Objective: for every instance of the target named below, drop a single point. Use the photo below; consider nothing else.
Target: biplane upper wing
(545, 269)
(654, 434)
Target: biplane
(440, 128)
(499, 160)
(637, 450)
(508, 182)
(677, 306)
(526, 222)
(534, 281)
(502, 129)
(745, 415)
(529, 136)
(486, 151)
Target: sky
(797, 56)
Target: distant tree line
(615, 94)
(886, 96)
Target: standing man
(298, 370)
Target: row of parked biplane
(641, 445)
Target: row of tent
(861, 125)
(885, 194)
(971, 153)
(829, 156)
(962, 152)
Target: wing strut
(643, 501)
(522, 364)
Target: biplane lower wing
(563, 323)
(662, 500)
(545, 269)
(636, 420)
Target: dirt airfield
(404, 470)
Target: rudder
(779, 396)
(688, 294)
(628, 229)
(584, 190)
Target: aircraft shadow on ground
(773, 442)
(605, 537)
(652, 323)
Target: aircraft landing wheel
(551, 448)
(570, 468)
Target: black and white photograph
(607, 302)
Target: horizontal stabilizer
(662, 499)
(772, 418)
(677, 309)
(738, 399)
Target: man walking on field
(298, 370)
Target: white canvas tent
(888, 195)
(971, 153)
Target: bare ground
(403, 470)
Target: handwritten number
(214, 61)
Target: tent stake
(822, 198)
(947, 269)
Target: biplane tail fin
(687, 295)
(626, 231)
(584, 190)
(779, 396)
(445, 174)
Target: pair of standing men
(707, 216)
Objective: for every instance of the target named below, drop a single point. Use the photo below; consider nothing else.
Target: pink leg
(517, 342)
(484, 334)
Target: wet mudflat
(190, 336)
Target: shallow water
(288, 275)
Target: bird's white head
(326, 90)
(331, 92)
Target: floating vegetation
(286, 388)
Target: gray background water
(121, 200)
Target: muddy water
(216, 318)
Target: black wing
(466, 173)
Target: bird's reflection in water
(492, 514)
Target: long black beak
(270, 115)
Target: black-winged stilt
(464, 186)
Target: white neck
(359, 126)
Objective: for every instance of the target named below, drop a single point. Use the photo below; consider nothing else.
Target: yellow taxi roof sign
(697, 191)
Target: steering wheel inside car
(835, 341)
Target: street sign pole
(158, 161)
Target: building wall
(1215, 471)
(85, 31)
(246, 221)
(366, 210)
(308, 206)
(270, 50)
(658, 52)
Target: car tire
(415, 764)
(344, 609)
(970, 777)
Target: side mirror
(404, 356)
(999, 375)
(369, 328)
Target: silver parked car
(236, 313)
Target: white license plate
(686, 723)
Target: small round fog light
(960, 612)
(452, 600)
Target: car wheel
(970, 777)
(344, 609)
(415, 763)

.....

_Objective_
Rewrite all the items above as a Markdown table with the columns Row and Line, giving each line its own row, numbered in order, and skipping blank lines.

_Response_
| Row | Line |
|---|---|
| 1 | Objective: for every instance of the target named below, drop a single point. Use the photo below; consider nothing else. |
| 2 | Target: biplane upper wing |
| 3 | (545, 269) |
| 4 | (654, 434) |
| 5 | Target: biplane |
| 6 | (440, 128) |
| 7 | (499, 160) |
| 8 | (637, 450) |
| 9 | (508, 182) |
| 10 | (677, 306) |
| 11 | (526, 222) |
| 12 | (534, 281) |
| 13 | (502, 129) |
| 14 | (745, 415) |
| 15 | (529, 136) |
| 16 | (486, 151) |
| 17 | Target: sky |
| 18 | (797, 56) |
| 19 | Target: distant tree line |
| 20 | (615, 94) |
| 21 | (886, 96) |
| 22 | Target: standing man |
| 23 | (298, 370) |
| 24 | Target: row of parked biplane |
| 25 | (641, 445) |
| 26 | Target: row of tent |
| 27 | (861, 125) |
| 28 | (885, 194) |
| 29 | (971, 153) |
| 30 | (829, 156) |
| 31 | (962, 152) |
| 32 | Target: wing strut |
| 33 | (643, 501) |
| 34 | (522, 364) |
| 35 | Target: biplane lower wing |
| 36 | (563, 323) |
| 37 | (662, 500) |
| 38 | (545, 269) |
| 39 | (636, 420) |
| 40 | Target: dirt airfield |
| 41 | (404, 470) |
| 42 | Target: rudder |
| 43 | (779, 396) |
| 44 | (688, 294) |
| 45 | (628, 229) |
| 46 | (584, 190) |
| 47 | Target: aircraft shadow on ground |
| 48 | (773, 442) |
| 49 | (605, 537) |
| 50 | (652, 323) |
| 51 | Target: aircraft landing wheel |
| 52 | (551, 448) |
| 53 | (570, 468) |
| 54 | Target: black and white photograph |
| 55 | (607, 302) |
| 56 | Target: horizontal stabilizer |
| 57 | (662, 499) |
| 58 | (772, 418) |
| 59 | (677, 309) |
| 60 | (738, 399) |
| 61 | Target: man walking on field |
| 62 | (298, 370) |
| 63 | Target: white canvas tent |
| 64 | (888, 195) |
| 65 | (971, 153) |
| 66 | Target: bare ground |
| 67 | (403, 470) |
| 68 | Target: handwritten number |
| 69 | (214, 61) |
| 70 | Target: tent stake |
| 71 | (822, 198) |
| 72 | (947, 269) |
| 73 | Target: biplane tail fin |
| 74 | (687, 295) |
| 75 | (626, 231) |
| 76 | (584, 190) |
| 77 | (779, 396) |
| 78 | (445, 174) |
| 79 | Target: pair of standing men |
| 80 | (707, 216) |
| 81 | Objective: for every instance of the target named below, drop a single point. Use the photo below; consider nothing else. |
| 82 | Target: pink leg |
| 83 | (517, 342) |
| 84 | (484, 334) |
| 85 | Target: wet mudflat |
| 86 | (190, 336) |
| 87 | Target: shallow water |
| 88 | (288, 275) |
| 89 | Target: bird's white head |
| 90 | (326, 90) |
| 91 | (331, 92) |
| 92 | Target: floating vegetation |
| 93 | (286, 388) |
| 94 | Target: gray background water |
| 95 | (121, 200) |
| 96 | Target: muddy water |
| 97 | (216, 318) |
| 98 | Target: black wing |
| 99 | (466, 173) |
| 100 | Target: bird's reflection in water |
| 101 | (492, 514) |
| 102 | Target: long black beak |
| 103 | (270, 115) |
| 104 | Target: black-winged stilt |
| 105 | (464, 186) |
| 106 | Target: white neck |
| 107 | (359, 126) |
| 108 | Objective: for every instance of the target named below, drop a single point. Use the photo below; consider nothing else. |
| 109 | Target: yellow taxi roof sign |
| 110 | (697, 191) |
| 111 | Target: steering wheel inside car |
| 112 | (835, 341) |
| 113 | Target: street sign pole |
| 114 | (158, 161) |
| 115 | Target: building wall |
| 116 | (1215, 471) |
| 117 | (85, 31) |
| 118 | (246, 221) |
| 119 | (366, 210) |
| 120 | (308, 206) |
| 121 | (270, 50) |
| 122 | (658, 52) |
| 123 | Target: car tire |
| 124 | (415, 764) |
| 125 | (344, 609) |
| 126 | (970, 777) |
| 127 | Target: side mirror |
| 128 | (404, 356) |
| 129 | (999, 375) |
| 130 | (369, 328) |
| 131 | Target: silver parked car |
| 132 | (236, 313) |
| 133 | Target: white license plate |
| 134 | (686, 723) |
| 135 | Target: small round fog light |
| 136 | (960, 612) |
| 137 | (452, 600) |
| 138 | Target: car wheel |
| 139 | (970, 777) |
| 140 | (344, 609) |
| 141 | (415, 763) |